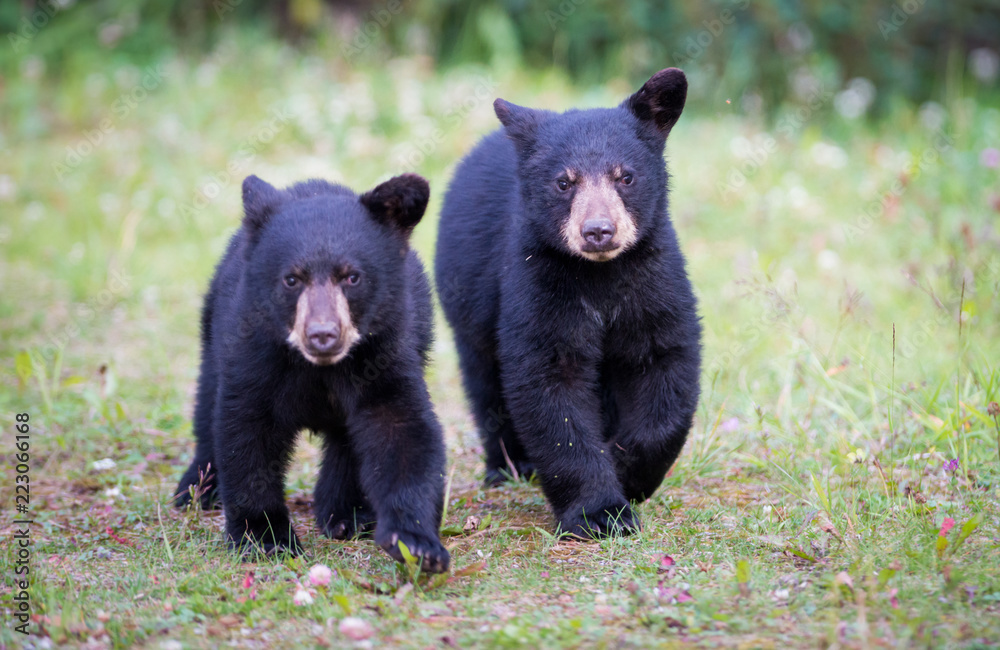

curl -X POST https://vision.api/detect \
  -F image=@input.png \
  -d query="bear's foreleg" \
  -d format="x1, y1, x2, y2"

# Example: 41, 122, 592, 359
501, 336, 640, 537
215, 391, 301, 555
607, 347, 699, 502
348, 378, 450, 573
313, 431, 375, 539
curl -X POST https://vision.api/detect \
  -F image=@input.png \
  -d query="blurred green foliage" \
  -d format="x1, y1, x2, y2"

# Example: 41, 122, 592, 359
0, 0, 1000, 113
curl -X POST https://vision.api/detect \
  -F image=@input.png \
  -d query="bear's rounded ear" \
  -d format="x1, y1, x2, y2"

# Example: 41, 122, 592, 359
622, 68, 687, 138
493, 98, 543, 152
360, 174, 431, 237
243, 175, 281, 232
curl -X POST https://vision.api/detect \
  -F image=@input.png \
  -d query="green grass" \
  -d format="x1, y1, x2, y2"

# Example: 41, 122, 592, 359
────────────────────────────────────────
DESCRIPTION OF THE TASK →
Could you set out all the lines above as a numbered list, dropping the blank lines and leaving the pictures out?

RESULT OF THIS TASK →
1. curl -X POST https://vision.api/detect \
2.   -F image=@input.png \
3.   -d query="bear's foreleg" \
4.   -d format="x1, y1, x2, y2"
5. # Example: 41, 122, 592, 359
6. 501, 336, 640, 537
7. 215, 391, 301, 555
8. 607, 347, 699, 502
9. 348, 378, 450, 573
10. 313, 431, 375, 539
11. curl -X POST https://vision.api/detect \
12.   -F image=@input.png \
13.   -d query="blurred green foliage" \
14.   -d format="x1, y1, x2, y2"
15. # Example: 41, 122, 592, 359
16. 0, 0, 1000, 113
17. curl -X POST https://vision.api/detect \
18.   -F image=@input.png \
19.   -d query="bear's rounded ear" \
20.   -d format="x1, y1, x2, y2"
21. # Example: 41, 122, 592, 359
22. 622, 68, 687, 138
23. 493, 98, 543, 152
24. 360, 174, 431, 237
25. 243, 175, 281, 232
26. curl -X POST https://vision.api/detect \
27.   -F image=@input.png \
28.   -d query="green grass" \
29.   -d format="x1, y1, x2, y2"
30. # Example: 41, 122, 592, 359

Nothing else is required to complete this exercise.